# Task brief:
Please tally the lines of the listing below that contain the string "cabinet", matching case exactly, and reply with the number alone.

# Exercise input:
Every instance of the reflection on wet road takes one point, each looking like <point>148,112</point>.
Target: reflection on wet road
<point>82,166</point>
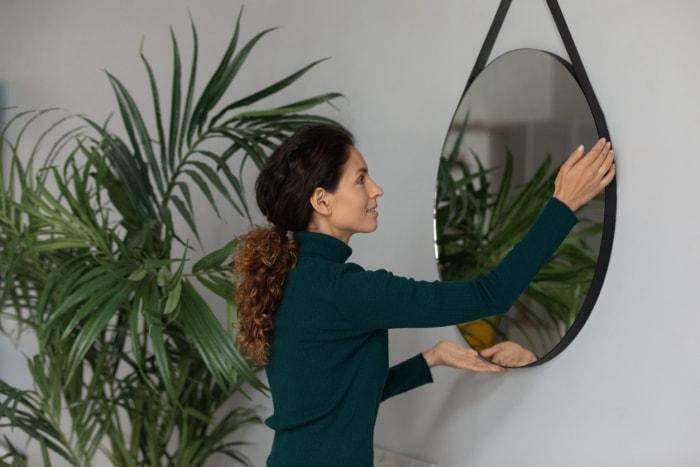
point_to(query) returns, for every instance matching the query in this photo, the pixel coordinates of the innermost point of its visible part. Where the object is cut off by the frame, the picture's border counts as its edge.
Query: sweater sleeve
(381, 300)
(407, 375)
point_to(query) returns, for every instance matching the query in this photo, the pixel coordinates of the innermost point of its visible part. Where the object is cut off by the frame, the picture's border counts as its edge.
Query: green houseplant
(99, 236)
(478, 220)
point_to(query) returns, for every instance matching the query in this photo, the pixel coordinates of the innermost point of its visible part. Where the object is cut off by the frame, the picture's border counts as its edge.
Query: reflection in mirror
(517, 122)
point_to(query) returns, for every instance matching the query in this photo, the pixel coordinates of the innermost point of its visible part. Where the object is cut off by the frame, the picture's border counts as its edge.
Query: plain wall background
(625, 393)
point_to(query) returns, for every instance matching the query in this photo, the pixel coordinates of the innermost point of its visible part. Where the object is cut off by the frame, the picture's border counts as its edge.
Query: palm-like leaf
(87, 265)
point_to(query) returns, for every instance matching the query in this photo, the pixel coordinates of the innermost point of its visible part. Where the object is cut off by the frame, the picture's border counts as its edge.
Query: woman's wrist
(430, 357)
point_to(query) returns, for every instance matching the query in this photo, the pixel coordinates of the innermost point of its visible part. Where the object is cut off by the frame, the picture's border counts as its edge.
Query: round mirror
(517, 122)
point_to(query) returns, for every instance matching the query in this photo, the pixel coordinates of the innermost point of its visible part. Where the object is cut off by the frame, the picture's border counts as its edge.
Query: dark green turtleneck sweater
(328, 369)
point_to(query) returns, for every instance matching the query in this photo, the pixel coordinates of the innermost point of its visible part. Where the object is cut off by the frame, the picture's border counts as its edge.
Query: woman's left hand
(447, 353)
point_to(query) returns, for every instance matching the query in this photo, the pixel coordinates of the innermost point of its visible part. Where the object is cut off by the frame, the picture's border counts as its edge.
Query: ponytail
(314, 156)
(263, 259)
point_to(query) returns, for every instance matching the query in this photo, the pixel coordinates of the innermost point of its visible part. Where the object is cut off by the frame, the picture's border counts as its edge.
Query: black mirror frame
(610, 208)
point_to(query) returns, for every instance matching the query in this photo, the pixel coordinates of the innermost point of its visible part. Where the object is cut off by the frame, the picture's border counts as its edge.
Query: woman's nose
(377, 190)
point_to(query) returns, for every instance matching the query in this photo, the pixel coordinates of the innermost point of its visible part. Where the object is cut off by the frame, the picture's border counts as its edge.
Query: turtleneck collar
(326, 246)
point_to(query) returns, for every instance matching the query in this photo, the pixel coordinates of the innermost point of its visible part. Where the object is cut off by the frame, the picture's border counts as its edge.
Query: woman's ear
(319, 201)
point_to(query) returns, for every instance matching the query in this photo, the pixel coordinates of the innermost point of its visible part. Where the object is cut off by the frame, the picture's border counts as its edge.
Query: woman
(319, 324)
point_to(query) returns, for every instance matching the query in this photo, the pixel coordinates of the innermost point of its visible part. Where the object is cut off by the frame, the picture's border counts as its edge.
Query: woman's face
(353, 205)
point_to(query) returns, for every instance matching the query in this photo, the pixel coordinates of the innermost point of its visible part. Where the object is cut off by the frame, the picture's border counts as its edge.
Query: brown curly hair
(313, 157)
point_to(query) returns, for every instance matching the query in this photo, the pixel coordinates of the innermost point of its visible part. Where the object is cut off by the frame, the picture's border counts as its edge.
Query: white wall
(625, 393)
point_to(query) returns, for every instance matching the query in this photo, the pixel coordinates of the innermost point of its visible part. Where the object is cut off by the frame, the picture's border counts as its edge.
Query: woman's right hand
(581, 177)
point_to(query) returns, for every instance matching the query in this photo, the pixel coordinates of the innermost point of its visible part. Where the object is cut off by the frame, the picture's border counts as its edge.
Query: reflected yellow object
(480, 334)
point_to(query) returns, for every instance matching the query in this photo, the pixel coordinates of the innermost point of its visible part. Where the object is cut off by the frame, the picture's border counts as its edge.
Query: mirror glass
(517, 122)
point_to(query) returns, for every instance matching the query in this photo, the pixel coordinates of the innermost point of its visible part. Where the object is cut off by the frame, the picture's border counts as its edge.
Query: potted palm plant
(101, 263)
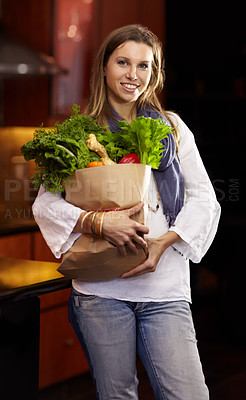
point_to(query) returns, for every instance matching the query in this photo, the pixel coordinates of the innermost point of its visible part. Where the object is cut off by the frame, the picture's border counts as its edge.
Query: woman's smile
(128, 72)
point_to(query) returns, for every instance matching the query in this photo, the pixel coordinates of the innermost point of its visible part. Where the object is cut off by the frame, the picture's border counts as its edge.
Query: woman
(147, 309)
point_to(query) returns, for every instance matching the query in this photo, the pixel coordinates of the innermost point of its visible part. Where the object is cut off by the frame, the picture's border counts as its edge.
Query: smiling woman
(128, 73)
(147, 308)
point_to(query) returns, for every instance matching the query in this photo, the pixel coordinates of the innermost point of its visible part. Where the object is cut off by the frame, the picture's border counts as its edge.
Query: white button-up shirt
(196, 224)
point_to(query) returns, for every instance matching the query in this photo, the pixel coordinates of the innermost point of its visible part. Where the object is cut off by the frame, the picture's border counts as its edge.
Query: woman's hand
(118, 228)
(156, 248)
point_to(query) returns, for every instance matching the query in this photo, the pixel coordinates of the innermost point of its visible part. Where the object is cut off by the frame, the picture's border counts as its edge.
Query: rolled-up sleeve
(56, 219)
(197, 222)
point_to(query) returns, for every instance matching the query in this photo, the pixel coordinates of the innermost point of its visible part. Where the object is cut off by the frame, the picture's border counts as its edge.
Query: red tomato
(130, 159)
(95, 164)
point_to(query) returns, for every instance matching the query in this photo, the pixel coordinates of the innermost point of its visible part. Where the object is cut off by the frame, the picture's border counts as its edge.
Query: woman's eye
(143, 66)
(122, 62)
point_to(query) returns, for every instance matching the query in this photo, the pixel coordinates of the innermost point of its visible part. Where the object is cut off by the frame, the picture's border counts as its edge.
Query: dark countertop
(27, 278)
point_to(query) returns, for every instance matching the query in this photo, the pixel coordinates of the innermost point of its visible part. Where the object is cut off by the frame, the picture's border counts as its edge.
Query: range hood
(19, 59)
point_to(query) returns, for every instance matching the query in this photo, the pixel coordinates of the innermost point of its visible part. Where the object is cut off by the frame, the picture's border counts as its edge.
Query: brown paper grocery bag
(107, 188)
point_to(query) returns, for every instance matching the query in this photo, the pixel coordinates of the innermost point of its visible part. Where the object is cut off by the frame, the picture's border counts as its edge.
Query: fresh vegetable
(80, 140)
(93, 144)
(59, 151)
(95, 164)
(130, 159)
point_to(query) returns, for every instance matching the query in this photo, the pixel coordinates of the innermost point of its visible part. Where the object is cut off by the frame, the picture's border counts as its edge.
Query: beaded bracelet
(83, 219)
(101, 223)
(93, 228)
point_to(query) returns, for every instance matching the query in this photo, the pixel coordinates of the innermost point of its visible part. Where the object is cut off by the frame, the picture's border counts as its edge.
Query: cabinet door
(61, 356)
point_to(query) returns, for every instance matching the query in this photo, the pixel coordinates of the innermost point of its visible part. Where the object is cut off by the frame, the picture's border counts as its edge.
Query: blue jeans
(112, 331)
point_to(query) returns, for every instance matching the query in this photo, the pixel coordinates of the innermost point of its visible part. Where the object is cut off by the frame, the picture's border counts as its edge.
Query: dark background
(205, 50)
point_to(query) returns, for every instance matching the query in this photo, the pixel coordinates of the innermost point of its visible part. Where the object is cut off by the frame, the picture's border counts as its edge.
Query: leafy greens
(59, 151)
(142, 137)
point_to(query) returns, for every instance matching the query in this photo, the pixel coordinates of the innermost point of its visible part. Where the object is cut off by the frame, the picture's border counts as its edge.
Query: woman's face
(128, 72)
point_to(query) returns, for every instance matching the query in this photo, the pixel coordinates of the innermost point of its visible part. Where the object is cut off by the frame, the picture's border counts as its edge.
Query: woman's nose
(132, 73)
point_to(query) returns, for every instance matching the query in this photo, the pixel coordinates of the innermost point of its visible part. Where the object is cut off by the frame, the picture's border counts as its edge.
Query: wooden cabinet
(61, 356)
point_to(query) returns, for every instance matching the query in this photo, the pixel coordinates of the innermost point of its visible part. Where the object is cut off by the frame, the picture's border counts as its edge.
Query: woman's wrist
(169, 239)
(90, 223)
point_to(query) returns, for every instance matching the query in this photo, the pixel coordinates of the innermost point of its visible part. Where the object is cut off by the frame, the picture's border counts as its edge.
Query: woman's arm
(118, 228)
(60, 224)
(56, 219)
(156, 248)
(197, 222)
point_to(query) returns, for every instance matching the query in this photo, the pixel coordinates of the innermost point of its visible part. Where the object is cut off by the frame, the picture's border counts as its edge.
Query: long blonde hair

# Problem solution:
2